§ **WORK INSTRUCTION**: Of all the lines in the entries below, give again exactly those starting at the line containing "Target: river water" and ending at the line containing "[point] willow tree", both ends included, and no others.

[[ EXCERPTED RECORDS, beginning ]]

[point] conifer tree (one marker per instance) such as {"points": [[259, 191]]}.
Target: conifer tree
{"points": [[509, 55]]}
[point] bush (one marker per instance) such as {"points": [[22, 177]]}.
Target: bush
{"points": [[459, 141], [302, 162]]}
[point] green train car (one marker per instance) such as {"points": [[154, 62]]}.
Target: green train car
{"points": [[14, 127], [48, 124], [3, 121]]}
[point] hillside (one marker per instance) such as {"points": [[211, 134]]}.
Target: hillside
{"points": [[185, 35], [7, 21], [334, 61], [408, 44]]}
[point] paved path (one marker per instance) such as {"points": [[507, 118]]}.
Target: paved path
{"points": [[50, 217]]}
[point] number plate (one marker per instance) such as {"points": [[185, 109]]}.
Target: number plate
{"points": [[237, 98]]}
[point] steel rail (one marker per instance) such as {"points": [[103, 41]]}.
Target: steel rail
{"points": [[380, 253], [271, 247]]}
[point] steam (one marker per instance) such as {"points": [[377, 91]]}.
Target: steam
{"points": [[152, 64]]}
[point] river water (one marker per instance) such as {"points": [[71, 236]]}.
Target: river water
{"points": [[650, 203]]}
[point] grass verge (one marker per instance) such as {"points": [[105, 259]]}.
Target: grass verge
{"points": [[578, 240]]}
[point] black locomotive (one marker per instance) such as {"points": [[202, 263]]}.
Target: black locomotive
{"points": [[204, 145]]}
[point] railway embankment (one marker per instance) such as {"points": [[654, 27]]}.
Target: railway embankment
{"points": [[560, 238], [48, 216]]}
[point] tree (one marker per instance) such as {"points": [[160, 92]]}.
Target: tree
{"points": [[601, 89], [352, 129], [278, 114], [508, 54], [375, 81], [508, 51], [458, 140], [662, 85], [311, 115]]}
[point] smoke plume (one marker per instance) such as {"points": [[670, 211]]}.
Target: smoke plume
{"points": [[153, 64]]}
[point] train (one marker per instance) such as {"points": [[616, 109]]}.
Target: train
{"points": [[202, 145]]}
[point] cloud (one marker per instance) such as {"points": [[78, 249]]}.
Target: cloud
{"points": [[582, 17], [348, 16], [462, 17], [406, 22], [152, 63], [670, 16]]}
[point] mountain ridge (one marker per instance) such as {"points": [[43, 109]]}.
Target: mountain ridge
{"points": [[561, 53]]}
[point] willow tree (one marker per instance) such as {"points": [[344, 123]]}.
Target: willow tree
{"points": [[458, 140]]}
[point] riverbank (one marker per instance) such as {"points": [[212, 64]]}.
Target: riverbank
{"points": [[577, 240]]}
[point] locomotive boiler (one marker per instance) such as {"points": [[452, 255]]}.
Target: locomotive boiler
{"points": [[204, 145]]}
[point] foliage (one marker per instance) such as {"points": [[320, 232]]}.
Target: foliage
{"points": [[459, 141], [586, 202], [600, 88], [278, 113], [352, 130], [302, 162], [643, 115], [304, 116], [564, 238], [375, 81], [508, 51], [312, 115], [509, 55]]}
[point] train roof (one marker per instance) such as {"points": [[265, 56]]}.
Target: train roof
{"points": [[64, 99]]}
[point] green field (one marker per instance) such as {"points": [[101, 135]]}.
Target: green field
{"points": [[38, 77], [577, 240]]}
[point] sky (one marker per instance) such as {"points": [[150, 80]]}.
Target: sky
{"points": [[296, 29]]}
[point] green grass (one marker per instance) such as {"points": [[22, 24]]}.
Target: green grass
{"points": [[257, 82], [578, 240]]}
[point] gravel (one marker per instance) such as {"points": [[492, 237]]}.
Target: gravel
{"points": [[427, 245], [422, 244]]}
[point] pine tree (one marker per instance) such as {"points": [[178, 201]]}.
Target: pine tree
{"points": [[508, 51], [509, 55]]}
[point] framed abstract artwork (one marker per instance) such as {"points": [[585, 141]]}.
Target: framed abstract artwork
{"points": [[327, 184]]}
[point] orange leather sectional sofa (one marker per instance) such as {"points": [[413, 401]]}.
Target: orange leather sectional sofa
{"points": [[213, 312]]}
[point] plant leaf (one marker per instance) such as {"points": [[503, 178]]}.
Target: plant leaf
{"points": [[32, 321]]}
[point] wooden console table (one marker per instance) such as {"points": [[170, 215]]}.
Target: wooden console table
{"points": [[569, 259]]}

[[ EXCERPTED RECORDS, end ]]

§ **EXERCISE ANSWER**:
Target: river water
{"points": [[650, 203]]}
[point] grass verge (one marker per instance) such as {"points": [[105, 259]]}.
Target: grass verge
{"points": [[578, 240]]}
[point] black locomotive (one marker per instance) such as {"points": [[202, 263]]}.
Target: black locomotive
{"points": [[204, 145]]}
[point] railway embankment (one marker per instance) such as {"points": [[654, 27]]}.
Target: railway embankment
{"points": [[560, 238], [48, 216]]}
[point] tree (one marker per instance) such as {"points": [[160, 92]]}.
Target: tree
{"points": [[601, 89], [352, 129], [278, 114], [508, 54], [375, 81], [508, 51], [458, 140], [662, 85], [311, 115]]}
[point] smoke plume (one marker per instance) such as {"points": [[670, 211]]}.
Target: smoke plume
{"points": [[153, 64]]}
[point] train (one marker per instance) such as {"points": [[616, 109]]}.
Target: train
{"points": [[202, 145]]}
[point] cloud (one marker per instance) such as {"points": [[78, 249]]}.
Target: cloud
{"points": [[582, 17], [348, 16], [462, 17], [406, 22], [152, 63], [670, 16]]}
[point] mountain ridge (one marker per instance) such as {"points": [[43, 109]]}.
Target: mountain ridge
{"points": [[561, 53]]}
[point] willow tree (one marker per instance) such as {"points": [[344, 123]]}.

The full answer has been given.